The locals welcome me home and explain that I’m witnessing the Annual Migration – “they only visit once a year”.
I have dinner at the petrol station. The jam moves by 15 metres in those 90 minutes.
As night falls, I decide to just look for where to sleep. Magic! The petrol station has some rooms – with running water! And that’s how I only manage 320km today and sleep in Ahero 🙂
I’m up at 6am with a goal to sleep in Mbarara in Southern Uganda – some 600km away. But I find the same jam outside my window!
With day light, I’m able to navigate around the traffic easier.
Once past Kisumu town, roads are empty and I’m finally able to twist the throttle. When I rode here in July with Havana, I used my 125cc bike. I’ll one day write about this bike upgrade. Right now I enjoy averaging 100 km/h as opposed to 75 on empty roads – saves time and feels comfortable and safe!
After a triple banana breakfast in Luanda, I find looong queues at Busia border crossing. I’m not the only person trying to get to Uganda this Christmas!
■ ■ ■ ■
■ What to work on:
1: Pull out each line of the records that contains the string "bokeh".
2: Keep writing the account of the motorcycle trip toward Uganda, picking up right after its final sentence.

Data listing:
■ ■ ■ ■
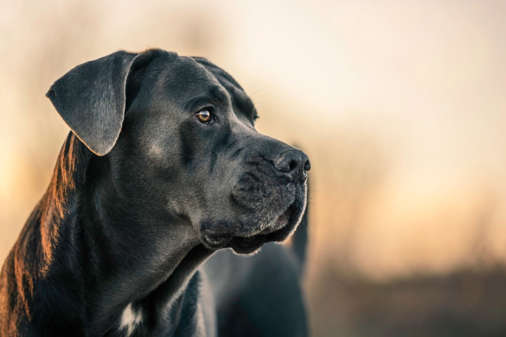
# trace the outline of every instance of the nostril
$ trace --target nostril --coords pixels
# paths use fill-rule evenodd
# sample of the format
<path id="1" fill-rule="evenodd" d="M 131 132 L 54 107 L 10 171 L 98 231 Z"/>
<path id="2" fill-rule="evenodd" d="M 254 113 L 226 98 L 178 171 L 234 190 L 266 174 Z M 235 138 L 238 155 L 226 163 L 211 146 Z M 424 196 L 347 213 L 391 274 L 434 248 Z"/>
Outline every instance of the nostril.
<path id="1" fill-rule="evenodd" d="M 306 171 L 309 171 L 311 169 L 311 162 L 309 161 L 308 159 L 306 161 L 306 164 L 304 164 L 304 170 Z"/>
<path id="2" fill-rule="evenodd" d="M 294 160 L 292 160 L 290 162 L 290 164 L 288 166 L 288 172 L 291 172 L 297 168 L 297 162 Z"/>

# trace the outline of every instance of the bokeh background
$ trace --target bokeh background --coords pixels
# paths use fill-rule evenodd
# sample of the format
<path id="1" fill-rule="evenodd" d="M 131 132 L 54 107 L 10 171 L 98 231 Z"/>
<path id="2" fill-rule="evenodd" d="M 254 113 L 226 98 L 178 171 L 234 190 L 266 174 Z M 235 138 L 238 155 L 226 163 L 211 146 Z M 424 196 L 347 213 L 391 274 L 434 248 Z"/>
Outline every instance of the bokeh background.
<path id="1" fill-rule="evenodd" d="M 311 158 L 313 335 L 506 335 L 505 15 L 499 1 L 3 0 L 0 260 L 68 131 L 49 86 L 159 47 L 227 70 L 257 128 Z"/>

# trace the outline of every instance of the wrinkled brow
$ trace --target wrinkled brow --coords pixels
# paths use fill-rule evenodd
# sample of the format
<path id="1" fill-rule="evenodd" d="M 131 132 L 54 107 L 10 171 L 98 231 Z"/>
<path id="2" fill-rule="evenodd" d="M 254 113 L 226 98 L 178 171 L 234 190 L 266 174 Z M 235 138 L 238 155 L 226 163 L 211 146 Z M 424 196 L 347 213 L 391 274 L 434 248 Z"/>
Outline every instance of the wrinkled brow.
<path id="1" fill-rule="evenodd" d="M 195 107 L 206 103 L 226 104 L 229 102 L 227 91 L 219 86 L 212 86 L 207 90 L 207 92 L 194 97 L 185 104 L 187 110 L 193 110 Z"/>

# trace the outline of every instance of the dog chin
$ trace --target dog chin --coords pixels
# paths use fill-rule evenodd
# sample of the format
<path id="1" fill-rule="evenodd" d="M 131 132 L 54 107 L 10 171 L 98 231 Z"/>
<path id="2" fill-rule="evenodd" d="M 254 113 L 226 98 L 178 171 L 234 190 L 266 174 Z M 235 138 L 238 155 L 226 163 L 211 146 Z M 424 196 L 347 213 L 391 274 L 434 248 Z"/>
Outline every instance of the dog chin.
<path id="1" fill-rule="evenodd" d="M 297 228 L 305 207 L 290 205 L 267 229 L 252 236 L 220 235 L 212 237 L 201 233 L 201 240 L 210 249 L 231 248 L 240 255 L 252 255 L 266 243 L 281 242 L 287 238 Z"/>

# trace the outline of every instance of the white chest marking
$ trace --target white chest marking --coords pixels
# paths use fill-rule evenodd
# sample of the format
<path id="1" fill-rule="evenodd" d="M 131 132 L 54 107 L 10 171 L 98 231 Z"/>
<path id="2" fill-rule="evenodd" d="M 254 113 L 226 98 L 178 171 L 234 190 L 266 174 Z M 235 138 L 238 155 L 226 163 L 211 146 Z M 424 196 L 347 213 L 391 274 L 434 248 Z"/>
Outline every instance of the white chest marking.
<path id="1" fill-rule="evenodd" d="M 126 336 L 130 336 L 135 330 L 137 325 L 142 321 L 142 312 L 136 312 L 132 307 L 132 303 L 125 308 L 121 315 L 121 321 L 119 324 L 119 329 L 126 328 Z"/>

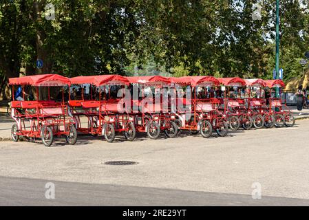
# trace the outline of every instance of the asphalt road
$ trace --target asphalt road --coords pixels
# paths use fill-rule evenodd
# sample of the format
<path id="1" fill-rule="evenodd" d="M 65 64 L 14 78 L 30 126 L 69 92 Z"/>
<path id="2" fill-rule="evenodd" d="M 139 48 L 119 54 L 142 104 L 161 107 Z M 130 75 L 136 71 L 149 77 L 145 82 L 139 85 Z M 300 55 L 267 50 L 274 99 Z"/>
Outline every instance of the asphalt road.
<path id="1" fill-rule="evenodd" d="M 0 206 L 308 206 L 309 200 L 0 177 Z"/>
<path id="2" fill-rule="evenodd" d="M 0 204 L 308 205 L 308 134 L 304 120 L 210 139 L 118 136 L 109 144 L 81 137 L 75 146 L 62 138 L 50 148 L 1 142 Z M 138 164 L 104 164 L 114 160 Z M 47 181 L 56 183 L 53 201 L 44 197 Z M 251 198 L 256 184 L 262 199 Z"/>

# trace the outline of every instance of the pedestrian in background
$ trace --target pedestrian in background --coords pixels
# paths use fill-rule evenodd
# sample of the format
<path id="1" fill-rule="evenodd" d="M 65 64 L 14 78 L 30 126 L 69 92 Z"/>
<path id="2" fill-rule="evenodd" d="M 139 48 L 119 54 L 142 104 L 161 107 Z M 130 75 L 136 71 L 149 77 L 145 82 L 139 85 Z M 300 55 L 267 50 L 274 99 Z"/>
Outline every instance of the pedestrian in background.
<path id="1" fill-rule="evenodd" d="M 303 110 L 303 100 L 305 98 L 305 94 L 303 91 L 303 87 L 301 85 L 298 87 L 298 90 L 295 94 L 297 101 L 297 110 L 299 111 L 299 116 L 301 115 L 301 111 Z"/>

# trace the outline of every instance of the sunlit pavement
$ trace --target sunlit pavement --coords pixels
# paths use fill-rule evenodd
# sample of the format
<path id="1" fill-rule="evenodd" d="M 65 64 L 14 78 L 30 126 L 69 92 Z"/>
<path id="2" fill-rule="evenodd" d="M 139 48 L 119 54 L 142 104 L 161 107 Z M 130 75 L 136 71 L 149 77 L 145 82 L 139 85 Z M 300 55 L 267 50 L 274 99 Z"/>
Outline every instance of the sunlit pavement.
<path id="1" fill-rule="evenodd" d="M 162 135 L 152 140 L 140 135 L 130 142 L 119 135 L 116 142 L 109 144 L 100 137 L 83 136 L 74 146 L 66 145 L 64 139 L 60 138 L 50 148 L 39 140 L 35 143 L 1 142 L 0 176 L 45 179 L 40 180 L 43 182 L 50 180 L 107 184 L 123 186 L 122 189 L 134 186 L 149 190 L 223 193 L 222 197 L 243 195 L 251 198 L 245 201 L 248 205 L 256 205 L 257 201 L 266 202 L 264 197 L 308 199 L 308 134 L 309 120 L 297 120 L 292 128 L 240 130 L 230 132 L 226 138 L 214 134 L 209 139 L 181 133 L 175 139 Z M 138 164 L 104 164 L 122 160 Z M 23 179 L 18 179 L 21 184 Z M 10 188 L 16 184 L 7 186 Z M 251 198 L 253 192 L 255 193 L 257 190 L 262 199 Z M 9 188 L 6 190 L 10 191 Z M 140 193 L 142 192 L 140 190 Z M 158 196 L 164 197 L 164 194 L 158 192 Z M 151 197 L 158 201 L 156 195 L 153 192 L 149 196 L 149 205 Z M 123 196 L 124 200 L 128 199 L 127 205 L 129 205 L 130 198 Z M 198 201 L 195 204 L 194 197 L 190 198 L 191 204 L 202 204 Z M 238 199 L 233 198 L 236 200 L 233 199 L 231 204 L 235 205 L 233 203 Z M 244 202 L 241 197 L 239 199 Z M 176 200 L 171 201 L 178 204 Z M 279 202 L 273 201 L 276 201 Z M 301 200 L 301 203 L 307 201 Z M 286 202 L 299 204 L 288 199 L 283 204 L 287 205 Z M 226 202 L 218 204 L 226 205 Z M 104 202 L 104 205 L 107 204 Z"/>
■ ■ ■ ■
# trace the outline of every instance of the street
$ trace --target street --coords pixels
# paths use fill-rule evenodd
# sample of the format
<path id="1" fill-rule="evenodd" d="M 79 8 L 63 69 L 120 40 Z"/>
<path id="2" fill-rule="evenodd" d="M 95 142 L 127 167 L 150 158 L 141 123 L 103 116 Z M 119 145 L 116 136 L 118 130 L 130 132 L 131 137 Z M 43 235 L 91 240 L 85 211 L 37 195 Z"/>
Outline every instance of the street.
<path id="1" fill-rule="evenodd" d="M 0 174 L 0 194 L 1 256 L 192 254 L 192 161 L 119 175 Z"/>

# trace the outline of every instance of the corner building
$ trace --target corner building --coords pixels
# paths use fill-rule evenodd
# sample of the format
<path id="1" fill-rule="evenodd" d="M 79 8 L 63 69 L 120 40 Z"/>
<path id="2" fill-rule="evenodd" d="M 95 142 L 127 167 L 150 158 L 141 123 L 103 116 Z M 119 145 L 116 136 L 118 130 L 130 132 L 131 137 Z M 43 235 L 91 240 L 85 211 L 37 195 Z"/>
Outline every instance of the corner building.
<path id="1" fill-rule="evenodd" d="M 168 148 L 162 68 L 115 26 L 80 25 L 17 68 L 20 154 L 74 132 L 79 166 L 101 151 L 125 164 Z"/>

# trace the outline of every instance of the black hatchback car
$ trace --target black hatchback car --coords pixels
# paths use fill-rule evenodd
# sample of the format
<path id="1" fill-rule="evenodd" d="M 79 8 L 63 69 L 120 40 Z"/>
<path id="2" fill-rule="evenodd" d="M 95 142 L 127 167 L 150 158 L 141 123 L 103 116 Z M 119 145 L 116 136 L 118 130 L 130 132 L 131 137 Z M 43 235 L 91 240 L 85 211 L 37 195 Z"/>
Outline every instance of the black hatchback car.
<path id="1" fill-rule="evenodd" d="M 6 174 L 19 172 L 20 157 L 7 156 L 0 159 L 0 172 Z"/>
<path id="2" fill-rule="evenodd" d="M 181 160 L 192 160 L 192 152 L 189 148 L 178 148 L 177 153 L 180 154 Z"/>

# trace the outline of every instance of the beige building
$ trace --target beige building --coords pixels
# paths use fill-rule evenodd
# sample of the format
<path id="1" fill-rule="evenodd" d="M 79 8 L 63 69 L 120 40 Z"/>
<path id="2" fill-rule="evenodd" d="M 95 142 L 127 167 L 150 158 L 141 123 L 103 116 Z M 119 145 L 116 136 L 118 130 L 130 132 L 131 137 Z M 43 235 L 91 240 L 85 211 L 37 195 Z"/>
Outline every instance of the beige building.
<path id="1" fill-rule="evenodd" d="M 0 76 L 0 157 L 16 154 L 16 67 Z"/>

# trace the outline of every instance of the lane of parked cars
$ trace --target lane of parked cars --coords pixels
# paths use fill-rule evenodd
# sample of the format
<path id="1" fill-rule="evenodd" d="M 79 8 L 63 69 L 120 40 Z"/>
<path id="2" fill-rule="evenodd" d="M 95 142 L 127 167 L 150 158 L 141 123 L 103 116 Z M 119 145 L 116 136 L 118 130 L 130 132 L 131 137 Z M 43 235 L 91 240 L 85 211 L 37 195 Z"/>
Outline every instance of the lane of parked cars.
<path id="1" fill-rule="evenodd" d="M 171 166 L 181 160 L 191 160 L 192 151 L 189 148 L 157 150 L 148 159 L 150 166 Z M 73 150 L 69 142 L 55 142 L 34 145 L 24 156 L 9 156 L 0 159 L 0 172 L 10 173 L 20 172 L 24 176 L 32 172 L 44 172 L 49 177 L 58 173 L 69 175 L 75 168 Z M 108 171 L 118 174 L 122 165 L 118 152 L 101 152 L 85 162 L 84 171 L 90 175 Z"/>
■ ■ ■ ■
■ Answers to each task:
1:
# trace the outline of every instance of the bokeh background
$ trace --target bokeh background --coords pixels
Outline every instance of the bokeh background.

2:
It’s already 11:30am by the time I leave the Ugandan side towards Kampala. I stop for a late lunch at Java in Jinja, and it’s 3:20pm when I get to the Nile bridge in Jinja. I still know the route to the old bridge off-head and take some forbidden pics of the forbidden new bridge.
Riding through Mabira Forest Reserve, I witness a police pick-up car chasing down boda bodas carrying firewood that was evidently illegally logged from the forest. As one boda falls on the roadside at high speed, I wonder how the maths of poverty, climate change and conservation will work out over the next years.
Approaching Mukono the traffic gets really tight. It is indeed the 24th December, and people are travelling for Christmas! I’m already tired of lane splitting, going slow and tip toeing on the tall(er), heavy bike!
From Kireka I take the bypass, which is blissfully empty. What a spirited ride, with captivating views across the many hills of Kampala!
Once the bypass ends, the jam and the chaos starts again. I’m taking lessons in lane splitting from the bodas – we think bodas in Kenya do risky stunts, but please go see for yourself in Uganda!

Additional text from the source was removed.